* **EXERCISE TASK**: Reproduce, unchanged, the rows below from the line with "Identify every instance of the pedestrian" to the line with "x=288 y=113", including both of those lines.
··· LISTED RECORDS ···
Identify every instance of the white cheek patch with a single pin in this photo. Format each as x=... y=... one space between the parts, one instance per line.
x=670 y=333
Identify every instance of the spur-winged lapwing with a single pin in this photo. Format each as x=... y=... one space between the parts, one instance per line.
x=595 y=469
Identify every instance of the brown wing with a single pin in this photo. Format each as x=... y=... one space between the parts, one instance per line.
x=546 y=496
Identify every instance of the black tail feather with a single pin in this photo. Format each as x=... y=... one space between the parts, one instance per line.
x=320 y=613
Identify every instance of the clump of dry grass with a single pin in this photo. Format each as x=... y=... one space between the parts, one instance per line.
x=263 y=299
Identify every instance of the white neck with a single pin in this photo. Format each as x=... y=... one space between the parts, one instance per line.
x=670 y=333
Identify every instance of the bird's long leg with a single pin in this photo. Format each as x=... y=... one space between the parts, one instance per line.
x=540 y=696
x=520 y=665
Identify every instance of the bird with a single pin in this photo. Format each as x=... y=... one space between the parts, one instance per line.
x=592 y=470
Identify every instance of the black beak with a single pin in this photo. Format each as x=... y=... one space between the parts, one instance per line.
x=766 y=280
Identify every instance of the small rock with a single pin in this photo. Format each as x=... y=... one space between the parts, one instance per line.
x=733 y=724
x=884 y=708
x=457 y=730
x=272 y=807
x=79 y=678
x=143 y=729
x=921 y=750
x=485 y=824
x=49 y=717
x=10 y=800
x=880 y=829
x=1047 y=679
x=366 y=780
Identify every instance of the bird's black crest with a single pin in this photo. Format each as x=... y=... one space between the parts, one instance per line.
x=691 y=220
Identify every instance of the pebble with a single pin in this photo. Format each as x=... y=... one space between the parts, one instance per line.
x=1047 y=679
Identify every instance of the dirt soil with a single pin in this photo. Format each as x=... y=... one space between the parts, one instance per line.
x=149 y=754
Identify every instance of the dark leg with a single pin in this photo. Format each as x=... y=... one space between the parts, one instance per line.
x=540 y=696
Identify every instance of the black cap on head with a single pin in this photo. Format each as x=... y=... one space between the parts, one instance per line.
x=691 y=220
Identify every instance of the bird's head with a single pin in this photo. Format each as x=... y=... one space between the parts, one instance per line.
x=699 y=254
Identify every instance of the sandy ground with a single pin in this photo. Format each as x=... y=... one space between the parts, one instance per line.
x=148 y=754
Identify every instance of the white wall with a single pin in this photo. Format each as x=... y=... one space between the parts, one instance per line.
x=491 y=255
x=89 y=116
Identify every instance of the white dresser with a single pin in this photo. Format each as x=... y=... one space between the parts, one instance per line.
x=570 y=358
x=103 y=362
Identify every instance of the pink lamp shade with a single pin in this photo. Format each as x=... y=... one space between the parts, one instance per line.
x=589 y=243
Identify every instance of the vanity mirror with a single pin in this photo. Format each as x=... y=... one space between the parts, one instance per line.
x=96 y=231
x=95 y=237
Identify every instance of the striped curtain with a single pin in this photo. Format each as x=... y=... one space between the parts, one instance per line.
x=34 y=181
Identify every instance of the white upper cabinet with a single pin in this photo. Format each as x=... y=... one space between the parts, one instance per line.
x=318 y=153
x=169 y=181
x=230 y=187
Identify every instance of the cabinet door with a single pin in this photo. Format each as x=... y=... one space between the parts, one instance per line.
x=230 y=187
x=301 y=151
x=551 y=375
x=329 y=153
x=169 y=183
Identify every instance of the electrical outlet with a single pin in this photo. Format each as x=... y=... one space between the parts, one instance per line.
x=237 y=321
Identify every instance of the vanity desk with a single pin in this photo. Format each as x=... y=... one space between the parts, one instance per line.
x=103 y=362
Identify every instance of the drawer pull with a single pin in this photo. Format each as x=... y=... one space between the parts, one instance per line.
···
··· LISTED RECORDS ···
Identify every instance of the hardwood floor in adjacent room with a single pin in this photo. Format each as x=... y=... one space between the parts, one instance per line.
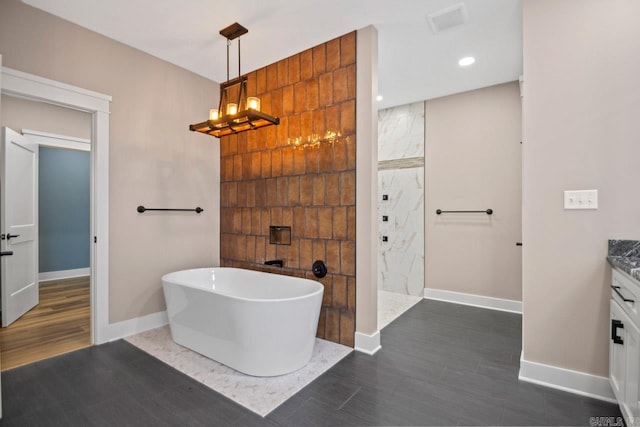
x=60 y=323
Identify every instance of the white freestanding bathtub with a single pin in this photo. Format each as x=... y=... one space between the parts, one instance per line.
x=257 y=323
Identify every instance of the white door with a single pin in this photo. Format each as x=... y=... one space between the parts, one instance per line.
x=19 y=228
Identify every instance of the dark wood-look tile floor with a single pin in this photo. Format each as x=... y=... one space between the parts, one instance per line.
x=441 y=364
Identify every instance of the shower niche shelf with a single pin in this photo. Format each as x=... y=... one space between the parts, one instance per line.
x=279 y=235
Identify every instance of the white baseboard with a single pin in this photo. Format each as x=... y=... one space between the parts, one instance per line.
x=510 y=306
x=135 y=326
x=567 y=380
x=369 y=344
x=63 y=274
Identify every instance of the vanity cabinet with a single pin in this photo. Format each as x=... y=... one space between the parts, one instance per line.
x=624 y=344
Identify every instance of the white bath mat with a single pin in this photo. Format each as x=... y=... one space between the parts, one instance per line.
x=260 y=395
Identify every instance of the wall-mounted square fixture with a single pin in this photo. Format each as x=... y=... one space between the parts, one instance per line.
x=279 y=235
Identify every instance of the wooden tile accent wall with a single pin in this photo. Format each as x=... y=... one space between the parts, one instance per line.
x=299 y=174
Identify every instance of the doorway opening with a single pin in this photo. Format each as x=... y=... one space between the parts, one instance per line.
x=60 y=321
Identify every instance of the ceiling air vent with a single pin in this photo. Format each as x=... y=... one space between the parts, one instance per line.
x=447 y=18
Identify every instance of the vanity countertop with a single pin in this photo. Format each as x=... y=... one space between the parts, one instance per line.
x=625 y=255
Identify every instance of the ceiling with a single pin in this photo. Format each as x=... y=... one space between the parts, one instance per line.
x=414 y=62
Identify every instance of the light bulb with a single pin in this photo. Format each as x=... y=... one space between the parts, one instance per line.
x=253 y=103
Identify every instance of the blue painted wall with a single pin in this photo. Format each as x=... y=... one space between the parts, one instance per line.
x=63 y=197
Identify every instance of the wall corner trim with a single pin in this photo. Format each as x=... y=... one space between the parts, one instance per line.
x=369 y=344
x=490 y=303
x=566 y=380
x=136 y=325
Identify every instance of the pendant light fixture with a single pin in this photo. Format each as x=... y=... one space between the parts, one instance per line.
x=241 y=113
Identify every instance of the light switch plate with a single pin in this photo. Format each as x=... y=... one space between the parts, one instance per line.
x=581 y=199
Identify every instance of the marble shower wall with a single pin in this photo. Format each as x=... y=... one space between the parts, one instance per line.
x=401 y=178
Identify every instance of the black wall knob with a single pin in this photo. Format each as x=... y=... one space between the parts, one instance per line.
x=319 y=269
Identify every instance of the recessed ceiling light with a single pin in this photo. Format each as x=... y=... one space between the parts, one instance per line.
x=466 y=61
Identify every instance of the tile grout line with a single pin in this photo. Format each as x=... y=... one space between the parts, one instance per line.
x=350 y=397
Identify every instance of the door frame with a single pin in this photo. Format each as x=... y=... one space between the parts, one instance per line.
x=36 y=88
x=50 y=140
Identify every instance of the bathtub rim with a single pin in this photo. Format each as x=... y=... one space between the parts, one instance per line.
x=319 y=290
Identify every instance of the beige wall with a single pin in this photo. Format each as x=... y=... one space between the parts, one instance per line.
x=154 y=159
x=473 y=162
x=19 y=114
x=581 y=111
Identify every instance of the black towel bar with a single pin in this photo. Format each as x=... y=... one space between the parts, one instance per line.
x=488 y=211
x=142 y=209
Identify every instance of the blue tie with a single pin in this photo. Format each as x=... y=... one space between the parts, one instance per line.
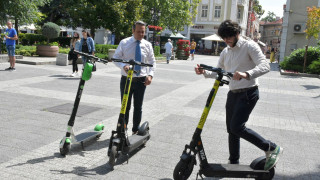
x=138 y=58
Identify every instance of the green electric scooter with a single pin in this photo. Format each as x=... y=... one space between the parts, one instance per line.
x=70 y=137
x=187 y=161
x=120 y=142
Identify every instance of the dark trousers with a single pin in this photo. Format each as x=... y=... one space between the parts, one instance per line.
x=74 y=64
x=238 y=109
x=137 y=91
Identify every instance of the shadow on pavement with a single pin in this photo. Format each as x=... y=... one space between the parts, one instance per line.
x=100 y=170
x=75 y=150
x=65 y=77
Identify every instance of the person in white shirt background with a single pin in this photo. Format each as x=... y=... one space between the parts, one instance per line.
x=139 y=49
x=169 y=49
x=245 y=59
···
··· LISTED RECORDS ···
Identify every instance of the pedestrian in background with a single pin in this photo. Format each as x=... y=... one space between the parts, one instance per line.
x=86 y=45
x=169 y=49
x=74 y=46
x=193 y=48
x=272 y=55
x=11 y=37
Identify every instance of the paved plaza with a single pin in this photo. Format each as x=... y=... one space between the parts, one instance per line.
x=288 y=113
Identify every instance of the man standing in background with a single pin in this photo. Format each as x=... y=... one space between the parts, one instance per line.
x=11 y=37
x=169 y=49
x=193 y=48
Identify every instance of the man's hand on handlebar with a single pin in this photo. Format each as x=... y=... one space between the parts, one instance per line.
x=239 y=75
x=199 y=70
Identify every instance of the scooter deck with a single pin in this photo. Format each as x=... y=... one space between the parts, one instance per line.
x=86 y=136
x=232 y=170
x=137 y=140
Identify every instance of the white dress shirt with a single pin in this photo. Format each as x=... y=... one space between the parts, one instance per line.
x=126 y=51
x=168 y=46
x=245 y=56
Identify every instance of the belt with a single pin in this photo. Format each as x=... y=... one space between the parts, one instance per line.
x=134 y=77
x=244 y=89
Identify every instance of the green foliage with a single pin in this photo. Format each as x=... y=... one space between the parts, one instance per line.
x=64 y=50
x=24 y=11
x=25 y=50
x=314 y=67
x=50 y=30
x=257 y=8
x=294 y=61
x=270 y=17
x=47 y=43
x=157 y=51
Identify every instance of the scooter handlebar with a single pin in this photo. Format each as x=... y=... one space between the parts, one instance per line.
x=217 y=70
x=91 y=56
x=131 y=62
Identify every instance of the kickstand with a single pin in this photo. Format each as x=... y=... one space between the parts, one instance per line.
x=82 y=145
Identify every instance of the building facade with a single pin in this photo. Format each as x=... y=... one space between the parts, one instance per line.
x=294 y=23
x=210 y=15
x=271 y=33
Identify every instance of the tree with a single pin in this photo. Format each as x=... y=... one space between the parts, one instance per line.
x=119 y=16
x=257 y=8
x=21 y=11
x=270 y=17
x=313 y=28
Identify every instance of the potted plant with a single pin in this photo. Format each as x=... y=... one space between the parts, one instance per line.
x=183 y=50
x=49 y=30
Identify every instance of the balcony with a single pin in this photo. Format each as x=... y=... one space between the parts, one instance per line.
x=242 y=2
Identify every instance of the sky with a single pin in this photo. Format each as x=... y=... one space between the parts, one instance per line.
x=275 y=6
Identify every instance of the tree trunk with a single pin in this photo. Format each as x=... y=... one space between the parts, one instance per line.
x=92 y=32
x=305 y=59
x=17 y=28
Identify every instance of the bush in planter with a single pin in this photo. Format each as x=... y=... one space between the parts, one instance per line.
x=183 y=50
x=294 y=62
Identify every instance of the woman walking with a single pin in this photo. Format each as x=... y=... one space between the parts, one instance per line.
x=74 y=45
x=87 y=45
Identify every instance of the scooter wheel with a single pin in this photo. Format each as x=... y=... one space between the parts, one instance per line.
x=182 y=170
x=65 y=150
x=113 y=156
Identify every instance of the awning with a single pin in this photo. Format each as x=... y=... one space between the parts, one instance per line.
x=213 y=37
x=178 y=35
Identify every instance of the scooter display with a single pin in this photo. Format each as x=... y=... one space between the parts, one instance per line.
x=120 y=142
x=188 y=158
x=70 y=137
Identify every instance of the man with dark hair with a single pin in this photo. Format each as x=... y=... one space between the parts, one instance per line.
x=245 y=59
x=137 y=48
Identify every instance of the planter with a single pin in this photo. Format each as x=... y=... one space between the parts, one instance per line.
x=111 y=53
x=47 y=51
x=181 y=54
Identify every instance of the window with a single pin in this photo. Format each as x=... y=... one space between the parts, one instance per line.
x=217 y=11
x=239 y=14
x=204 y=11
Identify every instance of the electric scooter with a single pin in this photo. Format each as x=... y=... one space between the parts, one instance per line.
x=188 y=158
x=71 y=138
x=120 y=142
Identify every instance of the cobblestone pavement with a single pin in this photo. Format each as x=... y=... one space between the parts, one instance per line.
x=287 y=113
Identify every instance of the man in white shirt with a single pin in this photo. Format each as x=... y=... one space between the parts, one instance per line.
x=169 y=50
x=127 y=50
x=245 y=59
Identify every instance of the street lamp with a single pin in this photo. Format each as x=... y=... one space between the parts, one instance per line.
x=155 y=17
···
* **EXERCISE RESULT**:
Identify every instance of the pedestrian in background with a single pin in this photo. Format each as x=... y=... one space between the parts, one instance per line.
x=86 y=45
x=169 y=49
x=74 y=46
x=193 y=48
x=272 y=55
x=11 y=37
Identify every instance of the paved plaza with a single pin in this photo. Format each as x=... y=... one space between the parts, one instance per line.
x=288 y=113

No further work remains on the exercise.